## start
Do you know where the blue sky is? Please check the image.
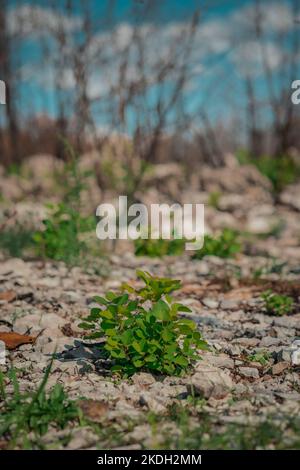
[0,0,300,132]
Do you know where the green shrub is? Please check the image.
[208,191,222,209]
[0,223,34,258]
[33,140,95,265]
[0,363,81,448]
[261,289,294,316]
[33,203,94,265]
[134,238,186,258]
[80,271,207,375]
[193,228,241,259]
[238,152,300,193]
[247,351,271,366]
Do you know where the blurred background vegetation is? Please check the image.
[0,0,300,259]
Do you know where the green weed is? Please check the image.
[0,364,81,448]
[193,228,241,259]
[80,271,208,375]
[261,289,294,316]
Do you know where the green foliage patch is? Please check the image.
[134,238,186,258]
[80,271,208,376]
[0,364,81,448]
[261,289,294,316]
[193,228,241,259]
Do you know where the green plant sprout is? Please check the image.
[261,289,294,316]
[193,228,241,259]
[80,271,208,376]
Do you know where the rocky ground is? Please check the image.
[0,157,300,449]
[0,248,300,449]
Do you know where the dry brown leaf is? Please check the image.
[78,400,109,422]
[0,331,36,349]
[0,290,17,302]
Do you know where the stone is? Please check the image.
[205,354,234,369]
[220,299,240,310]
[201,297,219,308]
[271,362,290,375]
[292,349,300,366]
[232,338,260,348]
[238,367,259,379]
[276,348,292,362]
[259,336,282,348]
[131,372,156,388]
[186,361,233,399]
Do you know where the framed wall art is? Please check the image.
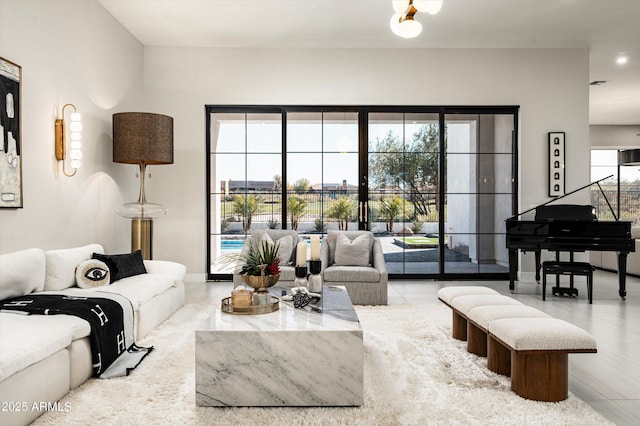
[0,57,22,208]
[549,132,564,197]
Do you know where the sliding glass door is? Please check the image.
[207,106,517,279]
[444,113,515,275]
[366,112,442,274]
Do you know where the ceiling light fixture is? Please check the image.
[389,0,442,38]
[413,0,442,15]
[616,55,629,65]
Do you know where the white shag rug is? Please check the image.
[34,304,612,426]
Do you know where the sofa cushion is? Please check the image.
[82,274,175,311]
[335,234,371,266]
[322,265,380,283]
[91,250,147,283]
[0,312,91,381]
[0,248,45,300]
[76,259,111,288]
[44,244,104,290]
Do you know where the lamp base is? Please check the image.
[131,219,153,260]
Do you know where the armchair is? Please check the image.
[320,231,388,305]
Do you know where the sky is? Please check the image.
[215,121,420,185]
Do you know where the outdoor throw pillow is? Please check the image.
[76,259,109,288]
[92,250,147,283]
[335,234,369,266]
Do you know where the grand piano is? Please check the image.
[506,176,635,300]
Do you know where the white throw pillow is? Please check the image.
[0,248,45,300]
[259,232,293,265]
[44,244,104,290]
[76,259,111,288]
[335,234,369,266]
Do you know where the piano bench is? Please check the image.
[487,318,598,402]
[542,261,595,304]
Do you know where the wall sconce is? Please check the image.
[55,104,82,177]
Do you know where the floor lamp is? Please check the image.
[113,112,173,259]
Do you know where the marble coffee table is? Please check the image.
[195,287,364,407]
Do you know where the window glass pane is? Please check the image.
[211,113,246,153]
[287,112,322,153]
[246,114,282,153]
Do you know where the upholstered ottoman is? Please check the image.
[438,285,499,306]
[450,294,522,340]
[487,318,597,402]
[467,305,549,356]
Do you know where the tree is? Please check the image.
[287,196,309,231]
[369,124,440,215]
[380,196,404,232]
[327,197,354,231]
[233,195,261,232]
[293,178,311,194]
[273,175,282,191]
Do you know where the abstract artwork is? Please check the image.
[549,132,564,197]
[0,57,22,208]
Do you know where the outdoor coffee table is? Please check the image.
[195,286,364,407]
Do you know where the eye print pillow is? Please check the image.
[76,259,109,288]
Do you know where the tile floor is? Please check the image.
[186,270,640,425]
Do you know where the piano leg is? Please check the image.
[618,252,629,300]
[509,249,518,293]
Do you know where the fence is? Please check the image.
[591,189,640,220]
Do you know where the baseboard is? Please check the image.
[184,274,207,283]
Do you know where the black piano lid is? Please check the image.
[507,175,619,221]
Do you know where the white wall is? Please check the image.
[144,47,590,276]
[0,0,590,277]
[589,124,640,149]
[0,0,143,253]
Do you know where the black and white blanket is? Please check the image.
## end
_REQUIRED WORK_. Rewrite the lines above as a numbered list, skipping any blank lines and leaving out the pictures.

_CORRECT RESULT_.
1. Do you know where the blue sky is? Please check the image.
2. [0,0,300,132]
3. Do you know where the green shrub is? Please check the image.
4. [208,191,222,209]
5. [0,223,34,258]
6. [33,140,95,265]
7. [0,363,81,448]
8. [261,289,294,316]
9. [33,203,94,265]
10. [134,238,186,258]
11. [80,271,207,375]
12. [193,228,241,259]
13. [238,152,300,193]
14. [247,351,271,366]
15. Do you know where the blurred background vegetation is? Please check the image.
16. [0,0,300,259]
17. Do you know where the green weed is? Please check the image.
18. [0,364,81,448]
19. [193,228,241,259]
20. [80,271,208,375]
21. [261,289,294,316]
22. Do you know where the green foliage patch is? Please check the image.
23. [134,238,186,258]
24. [80,271,208,376]
25. [0,364,81,448]
26. [261,289,294,316]
27. [193,228,241,259]
28. Do you know where the green plant sprout is? Please check the image.
29. [261,289,294,316]
30. [193,228,241,259]
31. [80,271,208,376]
32. Do you know where the rocky ground is? Please check the image.
33. [0,157,300,449]
34. [0,248,300,449]
35. Do you know where the dry brown leaf is? Please check the image.
36. [78,400,109,422]
37. [0,331,36,349]
38. [0,290,17,302]
39. Do you know where the stone is? Please check the image.
40. [205,354,234,369]
41. [220,299,240,310]
42. [201,297,219,308]
43. [271,362,290,375]
44. [292,349,300,366]
45. [232,338,260,348]
46. [238,367,259,379]
47. [276,348,292,362]
48. [259,336,282,348]
49. [131,372,156,388]
50. [186,361,233,399]
51. Do you know where the framed wall art is? Please check the image.
52. [0,57,22,208]
53. [549,132,564,197]
54. Do you know where the sliding glass door is? Please check the image.
55. [207,106,517,279]
56. [444,113,515,275]
57. [366,112,442,274]
58. Do you know where the ceiling light fixture is? Please check the image.
59. [389,0,442,38]
60. [413,0,442,15]
61. [616,55,629,65]
62. Do you know where the white shag rug is? Please check the image.
63. [34,304,612,426]
64. Do you know where the sofa cushion is? Please check the image.
65. [82,274,175,311]
66. [335,234,371,266]
67. [322,265,380,283]
68. [91,250,147,283]
69. [0,312,91,381]
70. [0,248,45,300]
71. [76,259,111,288]
72. [44,244,104,290]
73. Do you know where the lamp base is? Please check the image.
74. [131,219,153,260]
75. Do you know where the armchair is? Please check the image.
76. [320,231,388,305]
77. Do you know where the sky is? Please check the image.
78. [215,121,420,185]
79. Do you know where the outdoor throw pillow is? Please check the image.
80. [76,259,109,288]
81. [92,250,147,283]
82. [335,234,369,266]
83. Do you know where the grand piano is? Please check the image.
84. [506,176,635,300]
85. Do you know where the white throw pillow is? Please check the image.
86. [0,248,45,300]
87. [259,232,293,265]
88. [44,244,104,290]
89. [76,259,111,288]
90. [335,234,369,266]
91. Do you know where the piano bench is? Please check the image.
92. [487,318,598,402]
93. [542,261,595,304]
94. Do you know where the wall sconce is? Please check the image.
95. [55,104,82,177]
96. Do you know where the floor lamp is? Please check the image.
97. [113,112,173,259]
98. Do you know where the marble coffee table is? Please check the image.
99. [195,287,364,407]
100. Do you know where the window glass pane is? Please check the image.
101. [211,113,246,153]
102. [287,112,322,153]
103. [246,114,282,153]
104. Do you know where the upholstered ottoman is? Please check the image.
105. [438,285,499,306]
106. [450,294,522,340]
107. [487,318,597,402]
108. [467,305,549,356]
109. Do you know where the tree is? Please check the image.
110. [287,196,309,231]
111. [369,124,440,215]
112. [380,196,404,232]
113. [327,197,354,231]
114. [233,195,261,232]
115. [293,178,311,194]
116. [273,175,282,191]
117. Do you know where the abstract artwork is? Please check the image.
118. [549,132,564,197]
119. [0,57,22,208]
120. Do you know where the outdoor coffee table is? Please check the image.
121. [195,286,364,407]
122. Do you know where the eye print pillow is? Please check the image.
123. [76,259,109,288]
124. Do you know where the tile floor is? Please check the image.
125. [186,270,640,425]
126. Do you know where the piano leg is? Please check the image.
127. [618,252,629,300]
128. [509,249,518,293]
129. Do you know where the fence is? Please check the image.
130. [591,189,640,220]
131. Do you know where the baseboard is? Please check the image.
132. [184,274,207,283]
133. Do you know where the black piano lid is? Please check the image.
134. [507,175,619,221]
135. Do you know where the white wall is? Please check the image.
136. [144,47,590,276]
137. [0,0,590,277]
138. [589,124,640,149]
139. [0,0,143,253]
140. Do you know where the black and white blanket is? Please check the image.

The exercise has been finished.